# [YOUR GOAL]
Update the passage on the Aztecs and the moon by writing it out again, starting at "There are hardly" and ending at "by Ian Mursell/Mexicolore)", with "goddess" changed to "deity".

# [PAGE TEXT]
--

A good Aztec farmer, from the Florentine Codex Book 10

There are hardly any images of and references to Mexica (Aztec) people directly studying the moon, yet we know the moon had a huge influence on their lives. They worshipped a moon goddess (the moon was the female counterpart of the sun), the rabbit visible in the moon was an important day/year sign, the popular alcoholic drink pulque (octli in Nahuatl) was associated with the moon, and there was a close link between the moon and growth of all kinds - from human hair to plants and crops... (Written by Ian Mursell/Mexicolore)

The rabbit on the moon (pic 1) was associated with the south and with rain and the cold, damp nature of things (compare with the hot, dry sun). Because of the link to pulque, the moon was the main influence on fertility, reproduction, fermentation, pregnancy, birth and the human life cycle in general, including decay and death: the constant waxing and waning of the moon in the sky demonstrated this every month and gave rise to more superstitions and fears than the brighter sun. This in turn led to its connections with divination and medicine. According to tradition, the moon sleeps when invisible during the day. It was seen as a container full of liquid (pic 3), emptying itself - and spilling out light and rain (‘tears’) onto the earth - in the rainy season, full and bright in the dry season. Many people around the world believe that humans, animals, trees and so on contain slightly more or less water according to the phases of the moon.

--

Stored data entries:

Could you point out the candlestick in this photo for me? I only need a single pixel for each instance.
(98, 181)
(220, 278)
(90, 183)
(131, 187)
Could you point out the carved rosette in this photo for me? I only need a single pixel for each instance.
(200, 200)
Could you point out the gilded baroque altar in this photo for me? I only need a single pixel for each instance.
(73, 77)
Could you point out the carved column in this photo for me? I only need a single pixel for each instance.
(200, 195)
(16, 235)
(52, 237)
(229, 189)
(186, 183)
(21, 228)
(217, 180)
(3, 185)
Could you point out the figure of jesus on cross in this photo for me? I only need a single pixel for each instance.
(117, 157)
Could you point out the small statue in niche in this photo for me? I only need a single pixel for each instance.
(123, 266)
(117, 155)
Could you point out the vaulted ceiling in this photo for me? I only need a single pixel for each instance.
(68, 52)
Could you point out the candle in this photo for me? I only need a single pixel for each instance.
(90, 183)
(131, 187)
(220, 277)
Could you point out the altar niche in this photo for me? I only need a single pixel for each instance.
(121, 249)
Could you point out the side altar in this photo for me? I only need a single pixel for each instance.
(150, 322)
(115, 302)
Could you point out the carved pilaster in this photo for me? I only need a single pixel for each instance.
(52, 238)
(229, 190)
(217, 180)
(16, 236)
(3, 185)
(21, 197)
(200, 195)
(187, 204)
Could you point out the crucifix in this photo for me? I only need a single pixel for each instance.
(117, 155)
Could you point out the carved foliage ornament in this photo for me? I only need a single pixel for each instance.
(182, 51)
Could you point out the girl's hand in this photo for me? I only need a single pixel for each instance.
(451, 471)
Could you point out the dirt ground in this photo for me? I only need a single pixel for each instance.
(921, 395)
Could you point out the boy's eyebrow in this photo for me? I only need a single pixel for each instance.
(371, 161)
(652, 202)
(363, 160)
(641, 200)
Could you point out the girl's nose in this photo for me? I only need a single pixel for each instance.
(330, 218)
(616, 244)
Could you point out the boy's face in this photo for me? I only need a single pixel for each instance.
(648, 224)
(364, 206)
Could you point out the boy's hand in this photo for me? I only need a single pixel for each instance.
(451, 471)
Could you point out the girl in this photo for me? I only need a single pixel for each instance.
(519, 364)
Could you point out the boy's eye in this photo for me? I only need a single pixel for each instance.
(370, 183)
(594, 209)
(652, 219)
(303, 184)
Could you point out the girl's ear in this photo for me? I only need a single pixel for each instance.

--

# [SOLUTION BELOW]
There are hardly any images of and references to Mexica (Aztec) people directly studying the moon, yet we know the moon had a huge influence on their lives. They worshipped a moon deity (the moon was the female counterpart of the sun), the rabbit visible in the moon was an important day/year sign, the popular alcoholic drink pulque (octli in Nahuatl) was associated with the moon, and there was a close link between the moon and growth of all kinds - from human hair to plants and crops... (Written by Ian Mursell/Mexicolore)